Reproduce verbatim every line of the entries below, from the first line down to and including the line that contains "<point>309,158</point>", and nothing beyond it.

> **Provided records**:
━━━━━━━━━━

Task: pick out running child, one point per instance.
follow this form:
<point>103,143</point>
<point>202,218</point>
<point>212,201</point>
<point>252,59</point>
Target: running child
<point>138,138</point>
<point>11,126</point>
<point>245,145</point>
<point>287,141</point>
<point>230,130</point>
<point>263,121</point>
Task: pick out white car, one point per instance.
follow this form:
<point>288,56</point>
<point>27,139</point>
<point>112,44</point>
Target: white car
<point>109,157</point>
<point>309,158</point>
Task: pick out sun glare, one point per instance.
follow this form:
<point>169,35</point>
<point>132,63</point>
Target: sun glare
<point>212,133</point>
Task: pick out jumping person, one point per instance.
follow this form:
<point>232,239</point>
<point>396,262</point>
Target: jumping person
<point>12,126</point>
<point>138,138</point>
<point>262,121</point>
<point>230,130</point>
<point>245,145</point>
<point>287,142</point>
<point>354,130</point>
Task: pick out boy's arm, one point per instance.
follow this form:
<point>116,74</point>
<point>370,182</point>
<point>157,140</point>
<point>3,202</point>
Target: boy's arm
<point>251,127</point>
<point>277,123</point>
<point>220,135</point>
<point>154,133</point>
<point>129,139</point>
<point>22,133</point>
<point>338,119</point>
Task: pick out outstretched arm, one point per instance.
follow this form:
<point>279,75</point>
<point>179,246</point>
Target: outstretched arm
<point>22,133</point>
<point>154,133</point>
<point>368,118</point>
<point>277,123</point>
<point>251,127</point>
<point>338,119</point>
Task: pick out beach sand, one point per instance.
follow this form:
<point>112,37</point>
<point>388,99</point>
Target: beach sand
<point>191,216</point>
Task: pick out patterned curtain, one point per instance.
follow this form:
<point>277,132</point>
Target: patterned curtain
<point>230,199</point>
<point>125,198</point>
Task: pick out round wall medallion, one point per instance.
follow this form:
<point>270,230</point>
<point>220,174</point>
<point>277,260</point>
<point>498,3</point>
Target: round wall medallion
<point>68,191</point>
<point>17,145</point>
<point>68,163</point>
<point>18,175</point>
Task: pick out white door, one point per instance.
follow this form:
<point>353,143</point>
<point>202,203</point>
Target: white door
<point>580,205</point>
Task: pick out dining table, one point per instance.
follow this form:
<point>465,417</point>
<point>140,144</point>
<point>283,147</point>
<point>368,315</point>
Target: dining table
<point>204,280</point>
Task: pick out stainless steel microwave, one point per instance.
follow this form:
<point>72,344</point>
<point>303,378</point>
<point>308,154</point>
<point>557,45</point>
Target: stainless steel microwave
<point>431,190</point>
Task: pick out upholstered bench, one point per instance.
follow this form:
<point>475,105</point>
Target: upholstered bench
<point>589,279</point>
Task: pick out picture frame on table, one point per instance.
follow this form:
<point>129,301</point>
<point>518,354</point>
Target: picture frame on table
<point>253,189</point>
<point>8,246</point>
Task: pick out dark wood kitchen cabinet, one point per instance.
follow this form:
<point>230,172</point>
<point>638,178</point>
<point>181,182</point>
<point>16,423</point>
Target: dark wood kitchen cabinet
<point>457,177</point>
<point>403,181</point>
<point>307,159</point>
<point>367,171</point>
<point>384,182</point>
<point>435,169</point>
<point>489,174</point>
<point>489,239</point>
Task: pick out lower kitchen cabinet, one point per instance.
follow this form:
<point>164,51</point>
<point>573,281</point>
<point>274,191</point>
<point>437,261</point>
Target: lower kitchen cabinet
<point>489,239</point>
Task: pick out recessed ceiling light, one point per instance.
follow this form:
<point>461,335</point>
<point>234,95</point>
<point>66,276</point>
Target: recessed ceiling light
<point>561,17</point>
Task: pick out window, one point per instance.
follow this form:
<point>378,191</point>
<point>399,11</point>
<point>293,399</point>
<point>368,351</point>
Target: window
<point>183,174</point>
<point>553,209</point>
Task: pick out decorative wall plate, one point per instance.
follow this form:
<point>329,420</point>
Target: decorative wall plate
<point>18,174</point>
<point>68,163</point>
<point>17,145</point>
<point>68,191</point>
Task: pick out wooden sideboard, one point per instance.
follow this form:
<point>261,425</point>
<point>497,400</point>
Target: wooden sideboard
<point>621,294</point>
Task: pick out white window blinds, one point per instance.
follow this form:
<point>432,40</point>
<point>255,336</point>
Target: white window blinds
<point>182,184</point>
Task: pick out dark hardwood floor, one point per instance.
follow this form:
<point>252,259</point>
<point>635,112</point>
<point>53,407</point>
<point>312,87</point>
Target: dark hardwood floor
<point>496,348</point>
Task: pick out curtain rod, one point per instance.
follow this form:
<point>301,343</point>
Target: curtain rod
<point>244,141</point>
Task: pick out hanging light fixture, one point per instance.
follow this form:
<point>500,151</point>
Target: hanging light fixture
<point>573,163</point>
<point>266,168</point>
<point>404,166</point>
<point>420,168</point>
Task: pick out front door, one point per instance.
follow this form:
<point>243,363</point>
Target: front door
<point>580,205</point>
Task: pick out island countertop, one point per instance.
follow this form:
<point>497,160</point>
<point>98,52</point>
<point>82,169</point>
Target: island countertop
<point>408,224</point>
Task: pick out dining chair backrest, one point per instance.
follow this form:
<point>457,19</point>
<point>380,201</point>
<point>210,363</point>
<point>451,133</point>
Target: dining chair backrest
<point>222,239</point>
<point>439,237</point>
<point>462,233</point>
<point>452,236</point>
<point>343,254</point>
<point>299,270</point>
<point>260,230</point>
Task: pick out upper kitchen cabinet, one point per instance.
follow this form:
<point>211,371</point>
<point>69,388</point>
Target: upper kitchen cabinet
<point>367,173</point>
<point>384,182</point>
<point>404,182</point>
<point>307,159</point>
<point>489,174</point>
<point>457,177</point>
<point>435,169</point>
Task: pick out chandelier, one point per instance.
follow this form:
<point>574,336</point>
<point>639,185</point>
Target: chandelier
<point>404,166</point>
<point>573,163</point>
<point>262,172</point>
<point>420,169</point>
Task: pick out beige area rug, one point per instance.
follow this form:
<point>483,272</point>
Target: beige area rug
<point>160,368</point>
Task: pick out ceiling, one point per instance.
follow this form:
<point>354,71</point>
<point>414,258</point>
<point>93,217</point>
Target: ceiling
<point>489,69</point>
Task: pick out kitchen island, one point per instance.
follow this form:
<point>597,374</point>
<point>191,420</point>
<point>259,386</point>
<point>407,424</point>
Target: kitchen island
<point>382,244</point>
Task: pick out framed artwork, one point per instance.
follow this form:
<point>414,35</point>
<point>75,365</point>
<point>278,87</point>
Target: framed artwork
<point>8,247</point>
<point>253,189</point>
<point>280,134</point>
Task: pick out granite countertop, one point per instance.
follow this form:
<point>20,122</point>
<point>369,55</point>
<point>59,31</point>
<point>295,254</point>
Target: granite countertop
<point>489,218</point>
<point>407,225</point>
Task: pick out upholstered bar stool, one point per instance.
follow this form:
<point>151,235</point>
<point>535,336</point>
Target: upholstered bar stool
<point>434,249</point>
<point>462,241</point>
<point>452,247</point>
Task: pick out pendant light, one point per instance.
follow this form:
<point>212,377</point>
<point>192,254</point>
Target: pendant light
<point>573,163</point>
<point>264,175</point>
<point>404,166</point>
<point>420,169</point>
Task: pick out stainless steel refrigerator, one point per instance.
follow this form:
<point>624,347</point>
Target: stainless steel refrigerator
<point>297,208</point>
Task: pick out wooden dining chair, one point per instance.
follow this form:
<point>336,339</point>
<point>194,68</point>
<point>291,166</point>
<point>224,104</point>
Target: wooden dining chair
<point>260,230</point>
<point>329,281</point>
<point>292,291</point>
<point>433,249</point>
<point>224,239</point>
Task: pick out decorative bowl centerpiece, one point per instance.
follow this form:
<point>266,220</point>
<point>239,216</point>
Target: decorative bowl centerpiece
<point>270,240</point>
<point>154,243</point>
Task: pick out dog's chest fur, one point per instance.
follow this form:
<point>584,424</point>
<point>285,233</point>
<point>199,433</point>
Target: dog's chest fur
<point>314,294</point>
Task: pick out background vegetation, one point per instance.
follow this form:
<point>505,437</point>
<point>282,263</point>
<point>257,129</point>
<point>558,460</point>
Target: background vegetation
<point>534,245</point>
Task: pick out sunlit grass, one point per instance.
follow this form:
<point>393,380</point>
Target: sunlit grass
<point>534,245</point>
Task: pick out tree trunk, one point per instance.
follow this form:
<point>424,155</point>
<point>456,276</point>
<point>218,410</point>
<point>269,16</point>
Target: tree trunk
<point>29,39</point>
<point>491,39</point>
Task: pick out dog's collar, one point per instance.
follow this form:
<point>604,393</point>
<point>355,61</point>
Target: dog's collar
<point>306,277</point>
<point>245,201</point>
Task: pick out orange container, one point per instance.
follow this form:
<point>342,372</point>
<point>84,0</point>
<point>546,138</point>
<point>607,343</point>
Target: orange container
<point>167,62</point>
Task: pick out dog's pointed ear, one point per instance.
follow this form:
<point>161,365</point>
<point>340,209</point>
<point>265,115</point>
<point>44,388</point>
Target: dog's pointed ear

━━━━━━━━━━

> **Solution for this exercise**:
Task: pick out running child, one point per instance.
follow this form:
<point>103,143</point>
<point>202,218</point>
<point>212,201</point>
<point>252,59</point>
Target: running child
<point>138,138</point>
<point>11,126</point>
<point>245,145</point>
<point>287,141</point>
<point>230,130</point>
<point>263,121</point>
Task: pick out white car, one point per instance.
follow this form:
<point>288,56</point>
<point>27,139</point>
<point>112,44</point>
Target: white car
<point>109,157</point>
<point>309,158</point>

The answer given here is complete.